Print each line exactly, from the one with "For the above frame, enumerate every blue stripe" to the very last line of the listing, and keep the pictures out.
═══ INPUT FOR THIS TASK
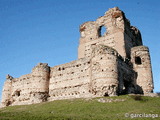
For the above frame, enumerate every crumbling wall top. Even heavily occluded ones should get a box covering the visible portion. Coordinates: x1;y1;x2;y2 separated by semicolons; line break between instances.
92;45;118;56
32;63;50;73
105;7;123;17
6;74;13;80
131;46;149;52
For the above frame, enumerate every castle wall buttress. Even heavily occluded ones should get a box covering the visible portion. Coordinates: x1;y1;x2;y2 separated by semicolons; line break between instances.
131;46;154;93
1;63;50;106
30;63;50;102
31;63;50;93
90;45;118;96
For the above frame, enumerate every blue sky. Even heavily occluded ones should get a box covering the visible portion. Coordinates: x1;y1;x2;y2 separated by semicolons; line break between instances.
0;0;159;101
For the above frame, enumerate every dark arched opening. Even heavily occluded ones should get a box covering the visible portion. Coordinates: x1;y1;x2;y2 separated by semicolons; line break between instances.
15;91;21;97
104;92;109;97
135;56;142;65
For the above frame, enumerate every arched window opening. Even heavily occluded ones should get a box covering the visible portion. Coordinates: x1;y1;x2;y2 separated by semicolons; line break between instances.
15;91;21;97
98;26;107;37
135;56;142;65
58;67;61;71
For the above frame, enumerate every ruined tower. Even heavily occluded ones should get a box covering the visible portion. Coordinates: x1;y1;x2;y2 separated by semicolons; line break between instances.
131;46;154;93
91;45;118;96
78;7;142;59
1;7;154;107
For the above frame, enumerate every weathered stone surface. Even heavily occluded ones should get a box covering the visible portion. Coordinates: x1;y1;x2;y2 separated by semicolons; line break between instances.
1;7;154;107
97;98;126;103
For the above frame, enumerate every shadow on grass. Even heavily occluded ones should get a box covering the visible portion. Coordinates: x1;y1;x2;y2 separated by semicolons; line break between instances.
130;95;148;102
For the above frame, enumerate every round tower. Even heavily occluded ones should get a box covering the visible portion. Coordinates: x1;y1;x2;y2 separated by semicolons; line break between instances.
131;46;154;93
31;63;50;93
91;45;118;96
1;74;13;106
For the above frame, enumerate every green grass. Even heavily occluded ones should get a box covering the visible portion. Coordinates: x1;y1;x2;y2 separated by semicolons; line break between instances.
0;95;160;120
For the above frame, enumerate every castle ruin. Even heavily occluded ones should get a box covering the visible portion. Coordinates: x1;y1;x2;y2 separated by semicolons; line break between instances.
1;7;154;107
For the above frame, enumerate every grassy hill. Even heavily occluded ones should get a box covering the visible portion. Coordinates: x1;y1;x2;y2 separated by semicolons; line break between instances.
0;95;160;120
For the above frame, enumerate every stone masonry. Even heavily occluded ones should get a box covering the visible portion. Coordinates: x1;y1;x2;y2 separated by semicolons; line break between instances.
1;7;154;107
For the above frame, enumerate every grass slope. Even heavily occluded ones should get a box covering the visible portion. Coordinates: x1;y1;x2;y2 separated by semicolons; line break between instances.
0;95;160;120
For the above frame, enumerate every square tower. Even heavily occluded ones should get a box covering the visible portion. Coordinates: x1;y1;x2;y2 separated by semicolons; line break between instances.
78;7;142;59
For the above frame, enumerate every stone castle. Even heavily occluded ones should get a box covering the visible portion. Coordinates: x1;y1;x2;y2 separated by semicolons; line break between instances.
1;7;154;107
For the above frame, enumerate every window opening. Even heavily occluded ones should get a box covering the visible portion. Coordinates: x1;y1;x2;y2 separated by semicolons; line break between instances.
98;26;107;37
135;56;142;65
15;91;21;97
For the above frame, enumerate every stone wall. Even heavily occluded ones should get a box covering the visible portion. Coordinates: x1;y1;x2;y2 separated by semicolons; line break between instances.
91;45;118;96
1;63;50;106
49;58;92;100
11;74;32;105
78;7;141;59
1;7;154;107
1;75;12;106
117;56;136;94
131;46;154;93
49;45;121;100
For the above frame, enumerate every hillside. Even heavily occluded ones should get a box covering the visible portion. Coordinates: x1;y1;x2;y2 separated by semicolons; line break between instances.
0;95;160;120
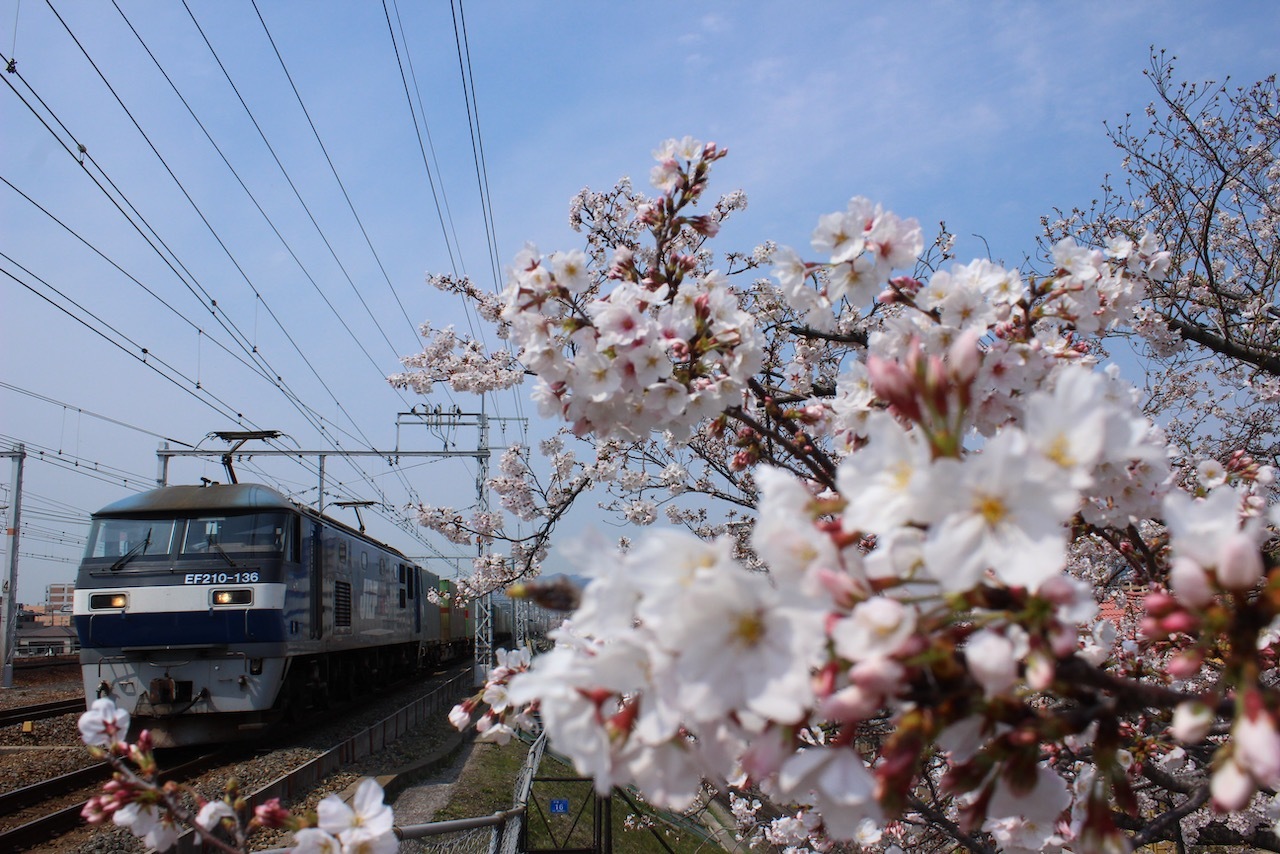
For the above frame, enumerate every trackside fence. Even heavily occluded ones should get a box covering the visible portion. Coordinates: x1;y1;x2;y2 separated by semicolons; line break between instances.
177;669;472;853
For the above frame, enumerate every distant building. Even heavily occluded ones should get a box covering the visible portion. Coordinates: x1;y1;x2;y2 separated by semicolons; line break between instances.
46;582;75;612
26;583;75;627
15;624;79;656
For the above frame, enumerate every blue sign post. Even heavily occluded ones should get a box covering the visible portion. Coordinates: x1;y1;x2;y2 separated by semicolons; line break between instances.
550;798;570;815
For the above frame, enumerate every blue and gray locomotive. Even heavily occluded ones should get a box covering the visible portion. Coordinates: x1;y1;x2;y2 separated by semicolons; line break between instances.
73;482;471;747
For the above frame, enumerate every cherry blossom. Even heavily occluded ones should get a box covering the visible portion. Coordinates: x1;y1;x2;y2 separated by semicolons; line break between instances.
420;105;1279;851
79;697;131;748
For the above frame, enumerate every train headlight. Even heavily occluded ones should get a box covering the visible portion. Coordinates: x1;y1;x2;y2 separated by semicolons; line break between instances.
212;589;253;606
90;593;128;610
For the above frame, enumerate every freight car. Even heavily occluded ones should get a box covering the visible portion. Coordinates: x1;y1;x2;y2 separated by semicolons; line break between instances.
73;482;471;747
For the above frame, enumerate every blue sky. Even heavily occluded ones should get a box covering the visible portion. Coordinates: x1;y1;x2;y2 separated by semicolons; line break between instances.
2;1;1277;601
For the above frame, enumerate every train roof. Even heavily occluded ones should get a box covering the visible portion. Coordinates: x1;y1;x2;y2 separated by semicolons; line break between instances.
92;483;295;517
91;483;416;562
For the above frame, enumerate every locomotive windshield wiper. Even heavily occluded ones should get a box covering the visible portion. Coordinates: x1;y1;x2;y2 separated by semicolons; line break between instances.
207;535;238;567
110;529;151;572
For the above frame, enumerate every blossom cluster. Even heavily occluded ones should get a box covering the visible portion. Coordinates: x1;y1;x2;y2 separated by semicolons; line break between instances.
77;698;397;853
502;140;764;442
390;322;524;396
440;139;1280;852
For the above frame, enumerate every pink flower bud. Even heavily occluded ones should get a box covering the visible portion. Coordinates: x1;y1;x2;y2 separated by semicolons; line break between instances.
888;275;922;294
739;727;788;782
689;215;720;237
815;567;860;610
924;354;953;415
946;327;983;386
253;798;290;829
1159;611;1199;636
1235;700;1280;787
849;657;905;694
867;355;921;422
1037;575;1075;605
1166;649;1203;680
819;684;879;722
1049;623;1078;658
1215;533;1264;591
1143;591;1179;618
813;660;839;698
1169;557;1215;609
1210;757;1255;811
965;629;1019;698
1171;701;1213;744
1026;652;1055;690
82;796;113;824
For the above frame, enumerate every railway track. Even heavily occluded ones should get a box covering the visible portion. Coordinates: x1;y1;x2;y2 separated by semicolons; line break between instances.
0;698;85;729
0;664;472;851
0;749;225;851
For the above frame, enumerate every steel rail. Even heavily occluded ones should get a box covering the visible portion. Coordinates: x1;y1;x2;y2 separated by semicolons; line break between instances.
0;698;85;728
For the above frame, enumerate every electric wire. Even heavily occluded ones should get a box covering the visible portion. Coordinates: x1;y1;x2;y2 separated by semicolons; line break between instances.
0;168;381;463
449;0;502;291
4;24;414;512
26;8;384;464
0;434;154;486
0;173;287;394
175;0;440;504
387;0;514;441
113;1;418;408
448;0;528;427
0;56;338;445
6;5;497;562
0;381;195;448
381;0;460;280
1;255;255;429
382;0;526;475
248;0;420;347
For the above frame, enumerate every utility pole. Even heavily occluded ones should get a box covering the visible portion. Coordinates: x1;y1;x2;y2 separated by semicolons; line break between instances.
394;406;526;685
1;444;26;689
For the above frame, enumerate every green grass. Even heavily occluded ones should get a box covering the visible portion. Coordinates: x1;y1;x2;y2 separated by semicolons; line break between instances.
433;737;719;854
431;740;530;821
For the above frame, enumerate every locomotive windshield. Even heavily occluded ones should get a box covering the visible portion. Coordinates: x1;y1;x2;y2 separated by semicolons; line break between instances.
84;511;293;564
181;514;289;555
84;519;179;562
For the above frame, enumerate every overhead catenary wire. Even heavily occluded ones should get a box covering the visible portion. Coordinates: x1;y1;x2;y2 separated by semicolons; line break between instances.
169;1;434;392
1;261;394;520
449;0;502;293
0;171;389;468
0;381;195;448
4;4;513;569
447;0;527;428
248;0;421;349
0;55;351;450
0;173;288;396
3;22;421;512
115;0;435;510
0;256;256;430
0;434;154;487
382;0;462;282
18;9;386;463
381;0;528;466
386;0;525;445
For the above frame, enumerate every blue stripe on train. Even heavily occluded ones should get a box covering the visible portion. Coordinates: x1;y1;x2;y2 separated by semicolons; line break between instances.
75;610;287;648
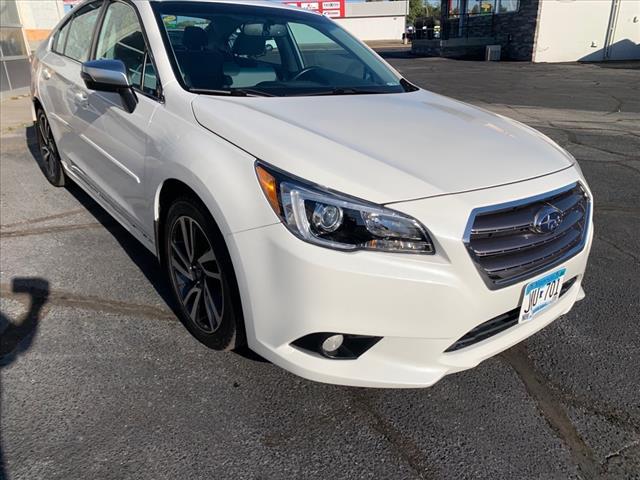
══════
SOLVED EXERCISE ::
For the above frame, enumerate every blue stripe on train. Even heavily occluded ones should get a box covering the visible portion. Coordinates: x1;y1;x2;y2 separated by semicolons; line break between instances.
75;610;287;648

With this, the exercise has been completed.